▸ **EXPLORE THE MATERIAL**
1 > In the passage on construction labor shortages, which region faced the largest labor shortages?
2 > Reproduce the passage on construction labor shortages word for word from "The report, released" to "Turner & Townsend said.".

▸ **GIVEN TEXT**

=-=-=-=-=

AI data center demand is fueling labor shortages and skills pressure across the global construction market, according to Turner & Townsend's latest Global Construction Market Intelligence report. The professional services firm also found that the infrastructure boom will create jobs rapidly and spur new construction methods over the coming years.
The report, released July 8, shows that global construction demand is strongest in the data center and industrial and logistics sectors, with renewables and clean energy also seeing steep increases. North America recorded the highest regional labor construction costs, driven primarily by tight labor availability, followed by the European Union. Australia and New Zealand faced the largest labor shortages, ahead of the EU and Asia.
Labor shortages hit 71% of markets
Some 71 percent of the markets covered in the report experienced labor shortages. That tightness is reshaping where contractors and suppliers put their resources. Data center projects, which typically carry higher margins, are pulling firms away from conventional residential and commercial work. Those traditional sectors now face pressure to reassess their commercial viability, Turner & Townsend said.

=-=-=-=-=

▸ **RAW DATA**
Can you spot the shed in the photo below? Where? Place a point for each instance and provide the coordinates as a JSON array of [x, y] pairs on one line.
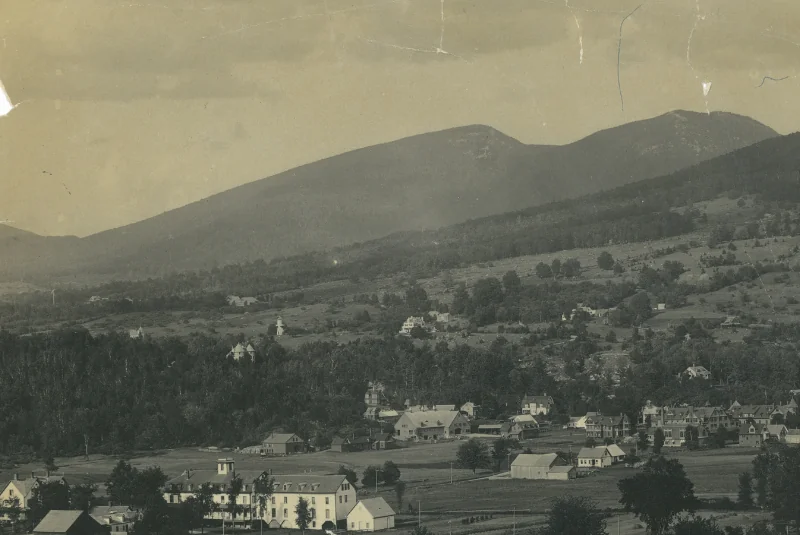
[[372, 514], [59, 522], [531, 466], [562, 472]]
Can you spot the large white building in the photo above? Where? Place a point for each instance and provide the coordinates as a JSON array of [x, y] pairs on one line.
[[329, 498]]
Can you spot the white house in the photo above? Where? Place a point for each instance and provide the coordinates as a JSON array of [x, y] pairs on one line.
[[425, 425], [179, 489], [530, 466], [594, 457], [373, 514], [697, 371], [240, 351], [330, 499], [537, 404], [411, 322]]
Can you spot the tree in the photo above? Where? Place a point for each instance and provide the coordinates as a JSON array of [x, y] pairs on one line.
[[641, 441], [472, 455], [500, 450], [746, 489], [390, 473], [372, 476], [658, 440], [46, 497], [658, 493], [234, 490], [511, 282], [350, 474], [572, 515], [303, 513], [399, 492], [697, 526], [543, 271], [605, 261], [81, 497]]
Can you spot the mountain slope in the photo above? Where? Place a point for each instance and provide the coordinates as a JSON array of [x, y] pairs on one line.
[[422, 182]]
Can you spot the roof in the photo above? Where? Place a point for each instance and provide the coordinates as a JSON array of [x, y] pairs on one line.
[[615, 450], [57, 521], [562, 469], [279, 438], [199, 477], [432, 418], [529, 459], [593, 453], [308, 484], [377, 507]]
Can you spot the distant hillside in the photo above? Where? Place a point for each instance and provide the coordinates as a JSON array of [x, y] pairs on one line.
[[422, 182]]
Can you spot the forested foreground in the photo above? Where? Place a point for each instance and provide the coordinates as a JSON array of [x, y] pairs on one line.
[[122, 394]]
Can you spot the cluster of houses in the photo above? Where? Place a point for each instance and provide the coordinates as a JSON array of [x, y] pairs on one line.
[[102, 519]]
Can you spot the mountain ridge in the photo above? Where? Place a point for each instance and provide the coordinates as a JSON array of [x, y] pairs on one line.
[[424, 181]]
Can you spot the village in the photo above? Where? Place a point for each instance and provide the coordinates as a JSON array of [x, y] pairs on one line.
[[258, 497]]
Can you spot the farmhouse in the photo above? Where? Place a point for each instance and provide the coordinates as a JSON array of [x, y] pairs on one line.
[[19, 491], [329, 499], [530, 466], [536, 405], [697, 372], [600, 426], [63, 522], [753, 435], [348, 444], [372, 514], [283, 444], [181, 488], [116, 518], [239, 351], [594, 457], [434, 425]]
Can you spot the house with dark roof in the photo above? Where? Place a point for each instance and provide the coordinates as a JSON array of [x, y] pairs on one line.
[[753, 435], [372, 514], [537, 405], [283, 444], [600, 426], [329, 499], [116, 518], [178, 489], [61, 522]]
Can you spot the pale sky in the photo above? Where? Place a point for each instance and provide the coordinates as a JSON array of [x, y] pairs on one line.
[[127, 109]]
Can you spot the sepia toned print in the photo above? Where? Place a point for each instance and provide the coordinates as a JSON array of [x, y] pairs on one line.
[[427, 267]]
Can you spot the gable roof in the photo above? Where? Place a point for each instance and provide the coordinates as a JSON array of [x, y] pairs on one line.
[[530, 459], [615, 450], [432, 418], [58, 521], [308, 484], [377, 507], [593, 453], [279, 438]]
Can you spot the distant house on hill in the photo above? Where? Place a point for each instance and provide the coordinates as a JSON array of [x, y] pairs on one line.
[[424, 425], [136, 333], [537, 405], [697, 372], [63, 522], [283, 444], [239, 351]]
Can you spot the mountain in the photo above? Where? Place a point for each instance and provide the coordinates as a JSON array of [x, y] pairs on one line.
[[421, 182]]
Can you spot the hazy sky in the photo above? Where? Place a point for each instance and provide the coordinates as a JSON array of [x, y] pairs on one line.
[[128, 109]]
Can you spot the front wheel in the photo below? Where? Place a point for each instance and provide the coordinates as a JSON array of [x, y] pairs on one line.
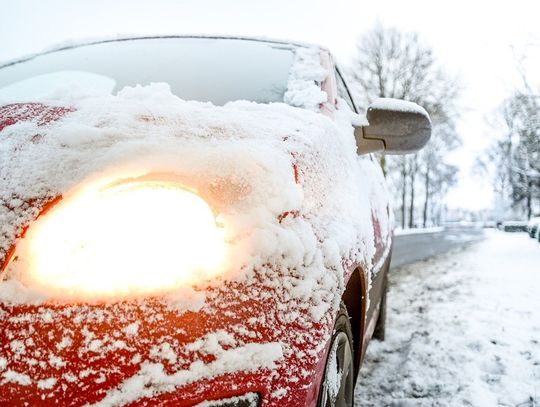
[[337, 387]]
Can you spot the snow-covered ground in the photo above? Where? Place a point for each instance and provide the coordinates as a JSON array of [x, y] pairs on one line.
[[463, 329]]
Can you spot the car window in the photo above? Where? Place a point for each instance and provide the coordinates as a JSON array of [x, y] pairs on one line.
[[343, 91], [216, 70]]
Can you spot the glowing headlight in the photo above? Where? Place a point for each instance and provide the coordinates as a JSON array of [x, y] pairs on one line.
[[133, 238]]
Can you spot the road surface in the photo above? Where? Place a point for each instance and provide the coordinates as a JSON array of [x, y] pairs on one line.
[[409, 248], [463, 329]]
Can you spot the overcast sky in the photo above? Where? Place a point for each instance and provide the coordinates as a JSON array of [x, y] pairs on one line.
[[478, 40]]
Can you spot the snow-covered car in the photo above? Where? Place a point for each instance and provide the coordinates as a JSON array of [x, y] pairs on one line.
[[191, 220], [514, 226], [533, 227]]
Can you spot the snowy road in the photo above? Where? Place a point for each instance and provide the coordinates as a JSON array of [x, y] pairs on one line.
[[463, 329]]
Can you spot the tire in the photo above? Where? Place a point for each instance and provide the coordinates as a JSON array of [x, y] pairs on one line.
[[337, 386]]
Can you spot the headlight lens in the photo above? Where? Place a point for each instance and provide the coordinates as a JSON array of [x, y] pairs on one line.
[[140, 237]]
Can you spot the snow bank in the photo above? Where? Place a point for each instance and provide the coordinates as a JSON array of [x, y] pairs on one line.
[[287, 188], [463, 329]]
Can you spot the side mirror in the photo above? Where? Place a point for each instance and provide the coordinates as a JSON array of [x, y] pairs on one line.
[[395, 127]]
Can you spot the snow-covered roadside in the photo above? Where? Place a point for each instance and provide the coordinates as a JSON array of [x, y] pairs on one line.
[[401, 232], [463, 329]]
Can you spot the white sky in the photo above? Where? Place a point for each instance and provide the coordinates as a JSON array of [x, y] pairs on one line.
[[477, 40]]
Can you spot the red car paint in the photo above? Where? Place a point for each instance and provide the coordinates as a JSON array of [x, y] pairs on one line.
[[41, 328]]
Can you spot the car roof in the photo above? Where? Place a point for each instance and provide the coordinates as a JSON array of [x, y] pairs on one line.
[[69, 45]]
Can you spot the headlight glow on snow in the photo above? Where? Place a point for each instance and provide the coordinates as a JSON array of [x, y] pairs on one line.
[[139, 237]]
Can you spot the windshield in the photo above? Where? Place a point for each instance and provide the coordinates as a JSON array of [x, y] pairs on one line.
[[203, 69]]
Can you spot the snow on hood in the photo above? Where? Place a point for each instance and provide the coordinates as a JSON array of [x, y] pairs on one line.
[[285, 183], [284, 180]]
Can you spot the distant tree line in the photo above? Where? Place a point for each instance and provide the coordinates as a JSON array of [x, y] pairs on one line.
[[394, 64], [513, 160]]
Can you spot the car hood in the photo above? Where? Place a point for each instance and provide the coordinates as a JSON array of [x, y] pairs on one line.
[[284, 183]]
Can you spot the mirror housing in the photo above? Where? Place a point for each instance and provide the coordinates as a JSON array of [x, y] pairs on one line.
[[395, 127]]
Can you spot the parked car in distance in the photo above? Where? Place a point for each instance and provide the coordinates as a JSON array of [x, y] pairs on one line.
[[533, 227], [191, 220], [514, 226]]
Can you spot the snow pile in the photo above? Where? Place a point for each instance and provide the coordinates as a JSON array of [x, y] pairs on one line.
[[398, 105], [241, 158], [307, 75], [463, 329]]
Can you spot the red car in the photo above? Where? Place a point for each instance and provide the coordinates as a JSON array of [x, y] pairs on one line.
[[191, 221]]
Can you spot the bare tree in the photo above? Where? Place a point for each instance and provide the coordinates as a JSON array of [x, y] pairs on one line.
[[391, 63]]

=-=-=-=-=

▸ **ANSWERS TO THE EXERCISE**
1 > Australia and New Zealand

2 >
The report, released July 8, shows that global construction demand is strongest in the data center and industrial and logistics sectors, with renewables and clean energy also seeing steep increases. North America recorded the highest regional labor construction costs, driven primarily by tight labor availability, followed by the European Union. Australia and New Zealand faced the largest labor shortages, ahead of the EU and Asia.
Labor shortages hit 71% of markets
Some 71 percent of the markets covered in the report experienced labor shortages. That tightness is reshaping where contractors and suppliers put their resources. Data center projects, which typically carry higher margins, are pulling firms away from conventional residential and commercial work. Those traditional sectors now face pressure to reassess their commercial viability, Turner & Townsend said.